• Zu lesender Auszug

● ● ●

Artikel 3 des Grundgesetzes für die Bundesrepublik Deutschland enthält zwei der schönsten Sätze unserer Verfassung, weil sie ethisch erhaben und edel für die Gleichheit aller Menschen, die hier leben, stehen:

Zitat:

Niemand darf wegen seines Geschlechtes, seiner Abstammung, seiner Rasse, seiner Sprache, seiner Heimat und Herkunft, seines Glaubens, seiner religiösen oder politischen Anschauungen benachteiligt oder bevorzugt werden. Niemand darf wegen seiner Behinderung benachteiligt werden.

Niemand darf also wegen der oben genannten Merkmale benachteiligt oder bevorzugt werden; es wird also nicht nur negative sondern sogar auch positive Diskriminierung gesetzlich untersagt.

“Diversity Management” ist nun eine dieser wunderlichen neuen Disziplinen, bei denen man sich fragt, was eigentlich dahinter steckt. Unternehmen verspricht man auf Basis von Studien größeren Erfolg, wenn sie die “Diversität” in ihren Teams erhöhen, also dirigierend in die Teamzusammensetzung eingreifen, schlicht: die “Diversität managen” also “Diversity Management” betreiben. Das leuchtet schon irgendwie ein: Mal abgesehen davon, dass es ihn sowieso nur einmal gibt, hat der FC Bayern nicht fünfmal den Lewandowski im Kader sondern auch noch ein paar anders geartete Spielerpersönlichkeiten – und bei Spielen der polnischen Nationalmannschaft sieht man ja, dass ein Lewandowski allein keinen Titel gewinnt. Unterschiedliche Profile ergänzen sich und können Bestandteile eines starken Teams bilden; diese Art der Diversität scheint beim “Diversity Management” aber nicht gemeint zu sein. Eher geht es um die bewusste Gestaltung von Teamzusammensetzungen nach Merkmalen, die Artikel 3 des Grundgesetzes auflistet; beispielsweise kann sich ein Unternehmen das Ziel setzen, jetzt endlich genauso viele Männer wie Frauen (Kita, Schule) zu beschäftigen – und selbstverständlich auch umgekehrt (IT, Straßenreinigung), selbst wenn es davor Frauen oder Männer bei der Einstellung nicht bewusst negativ diskriminiert hat.

● ● ●

• Extrahierte Einträge

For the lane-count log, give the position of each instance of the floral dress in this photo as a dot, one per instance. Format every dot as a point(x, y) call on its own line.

● ● ●

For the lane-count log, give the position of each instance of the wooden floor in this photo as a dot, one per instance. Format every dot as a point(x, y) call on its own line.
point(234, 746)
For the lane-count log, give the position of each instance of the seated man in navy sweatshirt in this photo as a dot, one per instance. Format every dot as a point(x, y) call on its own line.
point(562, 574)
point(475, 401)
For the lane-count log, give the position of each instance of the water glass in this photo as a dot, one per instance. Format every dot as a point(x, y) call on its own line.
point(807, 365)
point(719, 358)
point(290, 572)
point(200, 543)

● ● ●

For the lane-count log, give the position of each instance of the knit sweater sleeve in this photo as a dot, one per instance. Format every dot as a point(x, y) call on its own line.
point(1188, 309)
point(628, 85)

● ● ●

• Liste der Aufgaben
[1] Wie lautet der Satz „Niemand darf wegen seiner Behinderung benachteiligt werden.“ aus dem Textauszug über Diversity Management auf Englisch?
[2] Führe den Textauszug über Diversity Management im Anschluss an seinen letzten Satz fort.
Das Material steht für sich und gehört nicht zum Textauszug.

• Lösungen der Aufgaben
[1] No one may be disadvantaged because of their disability.

[2]
Wenn ich mir einmal erlauben darf, böse zu sein: “Diversity Management” gab es bereits im Dritten Reich – natürlich mit negativem Vorzeichen: Die Reduktion der Diversität war Staatsdoktrin und forderte Millionen Opfer. Die negative Diskriminierung der Menschen mit den “falschen” Merkmalen hatte eine positive Diskrimierung der Menschen mit den “richtigen” Merkmalen zur Folge – und andersherum, je nachdem, von welcher Seite man das Pferd aufzäumt.

Ein Unternehmen kann heutzutage, um seine Diversität zu steigern, bestimmte Bewerber eher berücksichtigen, weil sie in dieser Dimension mehr beizutragen haben. Sie haben dann eventuell das richtige Geschlecht, die richtige Sexualität, die richtige Heimat, die richtige Herkunft, die richtige Sprache um für noch mehr Vielfalt in einem Team zu sorgen. Das ist dann ganz sicher eine Form von positiver Diskriminierung. Wo es positive Diskriminierung gibt, ist die Kehrseite immer negative Diskriminierung, denn es gibt dann auch den Bewerber, der das falsche Geschlecht, die falsche Sexualität, die falsche Heimat, die falsche Herkunft, die falsche Sprache hat, auch wenn er sich für eine Stelle aufgrund seiner Persönlichkeit und Erfahrungen, seines Wissens und Talents gleich gut eignen mag.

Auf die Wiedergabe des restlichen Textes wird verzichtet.